| PROBLEM STATEMENT |
Retype all of the data below word for word, and leave the pictures out of your answer.

| SUPPLIED RECORDS |
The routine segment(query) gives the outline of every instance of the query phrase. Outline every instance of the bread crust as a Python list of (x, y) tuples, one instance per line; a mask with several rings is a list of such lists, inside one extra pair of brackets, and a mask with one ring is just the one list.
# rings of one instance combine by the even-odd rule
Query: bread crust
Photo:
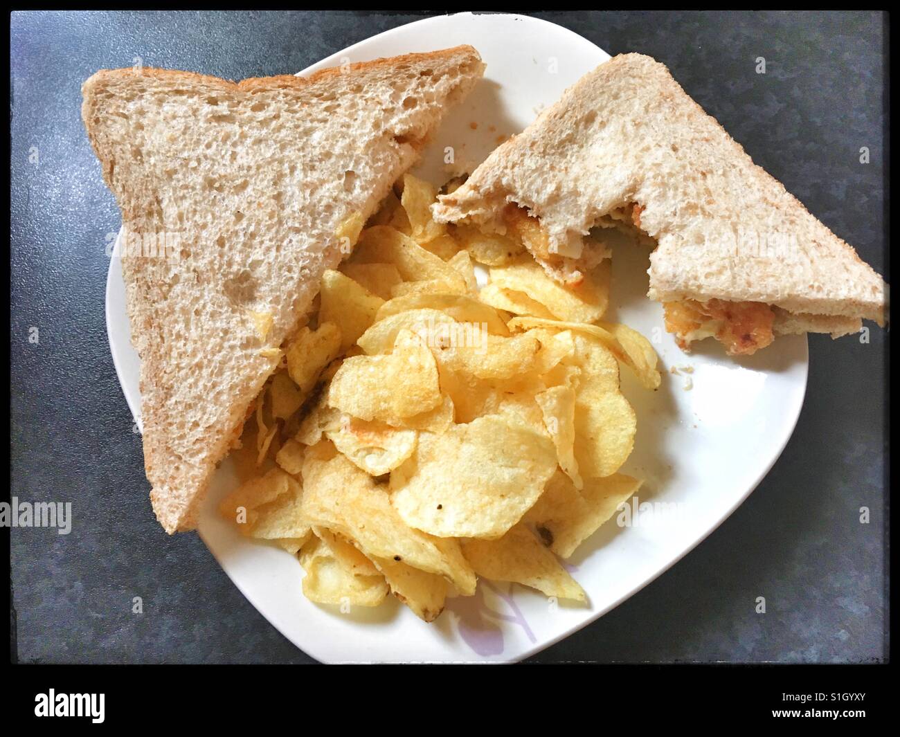
[(85, 82), (82, 117), (126, 230), (179, 236), (165, 258), (122, 256), (145, 468), (166, 532), (195, 526), (273, 349), (346, 256), (341, 223), (374, 211), (482, 71), (460, 46), (305, 77), (147, 67)]
[[(650, 57), (623, 54), (585, 75), (434, 215), (492, 223), (508, 202), (527, 207), (558, 246), (639, 204), (658, 244), (648, 296), (659, 301), (761, 301), (884, 323), (881, 277)], [(580, 265), (554, 265), (565, 281)]]

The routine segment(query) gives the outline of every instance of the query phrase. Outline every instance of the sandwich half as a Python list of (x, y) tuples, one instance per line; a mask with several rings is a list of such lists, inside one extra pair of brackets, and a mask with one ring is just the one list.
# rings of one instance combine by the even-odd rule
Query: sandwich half
[(433, 214), (513, 235), (572, 286), (608, 256), (608, 229), (651, 244), (648, 296), (684, 349), (749, 355), (886, 318), (882, 278), (640, 54), (582, 76)]
[(233, 83), (97, 72), (82, 117), (122, 210), (157, 517), (195, 526), (322, 274), (483, 72), (460, 46)]

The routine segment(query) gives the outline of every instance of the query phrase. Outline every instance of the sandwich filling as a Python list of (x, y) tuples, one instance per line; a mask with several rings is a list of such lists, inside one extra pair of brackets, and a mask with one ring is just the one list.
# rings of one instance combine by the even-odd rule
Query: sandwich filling
[(662, 308), (666, 330), (683, 351), (695, 340), (715, 337), (729, 355), (752, 355), (775, 338), (775, 313), (762, 302), (682, 300)]

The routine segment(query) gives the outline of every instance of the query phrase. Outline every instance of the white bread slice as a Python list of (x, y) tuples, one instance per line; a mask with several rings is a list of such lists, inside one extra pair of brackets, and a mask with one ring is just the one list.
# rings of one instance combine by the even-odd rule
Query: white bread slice
[[(639, 205), (637, 224), (658, 244), (651, 299), (765, 302), (796, 316), (777, 332), (884, 321), (881, 277), (646, 56), (582, 76), (433, 213), (502, 230), (509, 202), (528, 208), (561, 253), (604, 216)], [(579, 259), (543, 261), (562, 281), (580, 278)]]
[(84, 84), (124, 227), (178, 238), (166, 257), (122, 257), (147, 477), (167, 532), (195, 526), (277, 349), (347, 255), (342, 226), (375, 210), (482, 71), (460, 46), (307, 77), (145, 68)]

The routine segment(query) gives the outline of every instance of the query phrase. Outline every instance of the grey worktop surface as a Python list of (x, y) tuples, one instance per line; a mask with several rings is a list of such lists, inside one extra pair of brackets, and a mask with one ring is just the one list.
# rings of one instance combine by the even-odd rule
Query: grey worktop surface
[[(885, 272), (880, 15), (538, 14), (611, 54), (663, 61), (757, 163)], [(135, 57), (235, 79), (290, 73), (417, 17), (13, 14), (11, 494), (71, 501), (76, 517), (68, 535), (12, 530), (20, 661), (310, 661), (199, 537), (169, 537), (151, 514), (140, 438), (106, 339), (104, 238), (120, 220), (82, 128), (82, 81)], [(758, 57), (765, 75), (754, 72)], [(824, 336), (809, 344), (796, 430), (748, 501), (656, 581), (534, 661), (886, 656), (886, 336), (876, 328), (869, 344)], [(142, 616), (131, 612), (136, 596)]]

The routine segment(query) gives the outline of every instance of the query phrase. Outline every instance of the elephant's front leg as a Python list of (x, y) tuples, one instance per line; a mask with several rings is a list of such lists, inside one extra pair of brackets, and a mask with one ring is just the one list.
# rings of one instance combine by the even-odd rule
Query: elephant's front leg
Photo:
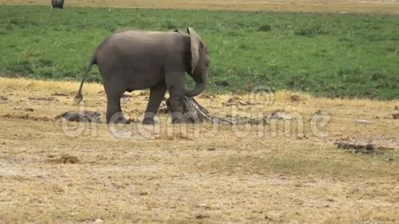
[(142, 120), (142, 124), (155, 124), (154, 117), (165, 96), (166, 86), (162, 80), (150, 90), (149, 100)]
[(186, 94), (187, 80), (184, 74), (169, 76), (166, 85), (169, 92), (169, 103), (172, 112), (172, 123), (183, 122), (183, 104)]

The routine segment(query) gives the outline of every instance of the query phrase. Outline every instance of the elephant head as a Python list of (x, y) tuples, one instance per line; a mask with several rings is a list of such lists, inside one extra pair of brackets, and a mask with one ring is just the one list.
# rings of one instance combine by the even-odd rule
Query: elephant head
[(195, 81), (195, 87), (193, 89), (188, 89), (186, 96), (194, 97), (200, 94), (204, 89), (208, 80), (209, 74), (209, 54), (208, 49), (201, 38), (191, 27), (187, 31), (190, 35), (191, 63), (187, 71)]

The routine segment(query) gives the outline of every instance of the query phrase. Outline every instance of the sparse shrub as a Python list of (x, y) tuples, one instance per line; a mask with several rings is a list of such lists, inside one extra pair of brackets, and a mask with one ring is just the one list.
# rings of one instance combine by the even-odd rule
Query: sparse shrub
[(272, 30), (272, 27), (270, 25), (262, 25), (258, 28), (259, 32), (269, 32)]
[(314, 37), (327, 34), (328, 32), (327, 32), (327, 30), (325, 30), (321, 25), (311, 25), (305, 27), (299, 28), (295, 31), (296, 35), (307, 37)]

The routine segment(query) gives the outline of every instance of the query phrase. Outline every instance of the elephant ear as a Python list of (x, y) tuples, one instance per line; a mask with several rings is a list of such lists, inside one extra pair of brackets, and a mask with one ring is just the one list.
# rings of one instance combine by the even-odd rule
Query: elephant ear
[(194, 70), (198, 65), (200, 60), (200, 52), (202, 48), (203, 43), (201, 38), (197, 32), (191, 27), (187, 27), (187, 32), (190, 34), (190, 45), (191, 49), (191, 73), (194, 74)]

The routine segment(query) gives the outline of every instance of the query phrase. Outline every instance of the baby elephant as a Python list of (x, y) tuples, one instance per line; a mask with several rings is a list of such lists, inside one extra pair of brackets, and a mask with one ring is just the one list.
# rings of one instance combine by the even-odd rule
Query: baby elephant
[(62, 10), (64, 8), (64, 0), (52, 0), (52, 5), (53, 8), (61, 8)]
[[(120, 98), (125, 91), (150, 89), (143, 124), (154, 124), (154, 116), (166, 91), (172, 122), (184, 122), (184, 96), (194, 97), (208, 81), (209, 55), (200, 36), (191, 27), (159, 32), (118, 31), (104, 41), (94, 52), (76, 97), (82, 100), (82, 86), (93, 65), (97, 65), (107, 94), (107, 123), (125, 122)], [(187, 89), (187, 73), (195, 81)]]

| EXERCISE OUTPUT |
The routine segment(query) gives the outline of every instance of the query phrase. Outline every instance of the bread crust as a Python list of (x, y) tuples, one instance per line; a mask with several rings is a list of such lists, inside one extra pair of brackets, and a mask with one ring is just the one list.
# rings of one instance combine by the even-odd rule
Query: bread crust
Photo:
[(85, 82), (82, 117), (126, 230), (179, 236), (165, 258), (122, 256), (145, 468), (166, 532), (195, 526), (273, 349), (346, 256), (341, 223), (374, 211), (482, 71), (460, 46), (305, 77), (147, 67)]
[[(650, 57), (623, 54), (585, 75), (434, 215), (492, 223), (508, 202), (527, 207), (558, 246), (639, 204), (658, 244), (648, 296), (659, 301), (761, 301), (884, 323), (881, 277)], [(580, 265), (554, 265), (565, 281)]]

The routine segment(query) gives the outline of every instance of the query phrase. Outline every instance of the sandwich half as a Python list of (x, y) tuples, one instance per line; a mask with several rings is a list of such lists, inside one extra pair of brackets, and a mask with one ring is just the one list.
# rings of one instance combine by the even-odd rule
Query: sandwich half
[(433, 214), (513, 235), (572, 286), (608, 256), (608, 229), (651, 244), (648, 296), (684, 349), (749, 355), (886, 318), (882, 278), (640, 54), (582, 76)]
[(233, 83), (97, 72), (82, 117), (122, 210), (157, 517), (195, 526), (322, 274), (483, 72), (460, 46)]

The routine segment(query) gives the outline of every instance of the query phrase. Outline every instance of the sandwich filling as a Python list of (x, y) tuples, one instance per line; a mask with several rings is a list of such lists, inside one extra pair of brackets, and a mask with one ring is just the one list.
# rings of one instance combine by the even-odd rule
Query: sandwich filling
[(662, 308), (666, 330), (683, 351), (695, 340), (715, 337), (729, 355), (752, 355), (775, 338), (775, 313), (762, 302), (682, 300)]

The routine segment(query) gives the outline of every instance of the query phrase. Outline every instance of the white bread slice as a Python list of (x, y) tuples, one instance per line; a mask with several rings is a list of such lists, inside one extra pair of brackets, and a mask with one ring is just the one list.
# rings of one instance combine by the even-odd rule
Query: white bread slice
[[(639, 205), (637, 224), (658, 244), (651, 299), (765, 302), (796, 316), (777, 332), (884, 321), (881, 277), (646, 56), (582, 76), (433, 213), (502, 230), (509, 202), (528, 208), (561, 253), (604, 216)], [(579, 259), (543, 261), (562, 281), (580, 278)]]
[(84, 84), (124, 227), (178, 238), (166, 257), (122, 257), (147, 477), (167, 532), (195, 526), (277, 349), (347, 255), (342, 226), (375, 210), (482, 71), (460, 46), (307, 77), (145, 68)]

The routine segment(query) gives the outline of every instance of the query phrase. Outline every instance of the grey worktop surface as a Python list of (x, y) tuples, one instance per line; a mask with several rings is a list of such lists, inside one extra pair of brackets, and a mask with one ring is just the one list.
# rings of one instance combine by the even-odd rule
Query: grey worktop surface
[[(885, 272), (880, 15), (538, 14), (611, 54), (663, 61), (757, 163)], [(135, 57), (235, 79), (290, 73), (417, 17), (13, 14), (11, 494), (71, 501), (76, 517), (68, 535), (12, 530), (20, 661), (310, 661), (199, 537), (169, 537), (151, 514), (140, 438), (106, 339), (104, 238), (120, 220), (82, 128), (82, 81)], [(758, 57), (765, 75), (754, 72)], [(824, 336), (809, 344), (796, 430), (748, 501), (656, 581), (534, 661), (886, 656), (886, 336), (876, 328), (869, 344)], [(142, 616), (131, 612), (136, 596)]]

The routine segment(query) gives the outline of every instance of the query phrase. Outline every instance of the elephant's front leg as a Python list of (x, y) tuples, one instance per line; a mask with several rings is a list of such lists, inside one extra pair of brackets, and a mask with one ring is just the one list.
# rings of one instance combine by the even-odd rule
Query: elephant's front leg
Photo:
[(142, 120), (142, 124), (155, 124), (154, 117), (165, 96), (166, 86), (162, 80), (150, 90), (149, 100)]
[(186, 94), (187, 80), (184, 74), (169, 76), (166, 85), (169, 92), (169, 103), (172, 112), (172, 123), (183, 122), (183, 104)]

The routine segment(query) gives the outline of every instance of the query phrase. Outline every instance of the elephant head as a Python list of (x, y) tuples, one instance per line; a mask with several rings is a list of such lists, inside one extra pair of brackets, and a mask with one ring is just the one list.
# rings of one instance combine by the even-odd rule
Query: elephant head
[(195, 81), (195, 87), (193, 89), (188, 89), (186, 96), (194, 97), (200, 94), (204, 89), (208, 80), (209, 74), (209, 54), (208, 49), (201, 38), (191, 27), (187, 31), (190, 35), (191, 63), (187, 71)]

The routine segment(query) gives the outline of every instance of the query phrase. Outline every instance of the sparse shrub as a Python list of (x, y) tuples, one instance per line; a mask with several rings is a list of such lists, inside one extra pair of brackets, and a mask with one ring is just the one list.
# rings of one instance combine by the even-odd rule
Query: sparse shrub
[(272, 30), (272, 27), (270, 25), (262, 25), (258, 28), (259, 32), (269, 32)]
[(314, 37), (327, 34), (328, 32), (327, 32), (327, 30), (325, 30), (321, 25), (311, 25), (305, 27), (299, 28), (295, 31), (296, 35), (307, 37)]

The routine segment(query) gives the outline of every instance of the query phrase. Outline every instance of the elephant ear as a Python list of (x, y) tuples, one instance per line; a mask with several rings is a list of such lists, inside one extra pair of brackets, and a mask with one ring is just the one list.
# rings of one instance combine by the even-odd rule
Query: elephant ear
[(194, 70), (198, 65), (200, 60), (200, 52), (202, 48), (203, 43), (201, 38), (197, 32), (191, 27), (187, 27), (187, 32), (190, 34), (190, 45), (191, 49), (191, 73), (194, 74)]

The routine segment(query) gives the outline of every instance of the query phrase. Outline every instance of the baby elephant as a Python list of (x, y) tuples, one instance per line; a mask with several rings is a list of such lists, inside one extra pair of brackets, and a mask with one ring is just the one list.
# rings of one instance combine by the even-odd rule
Query: baby elephant
[(62, 10), (64, 8), (64, 0), (52, 0), (52, 5), (53, 8), (61, 8)]
[[(120, 98), (125, 91), (150, 89), (143, 124), (154, 124), (154, 116), (166, 91), (172, 122), (184, 122), (184, 96), (194, 97), (208, 81), (209, 55), (200, 36), (191, 27), (159, 32), (118, 31), (104, 41), (94, 52), (76, 97), (82, 100), (82, 86), (93, 65), (97, 65), (107, 94), (107, 123), (125, 122)], [(187, 89), (187, 73), (195, 81)]]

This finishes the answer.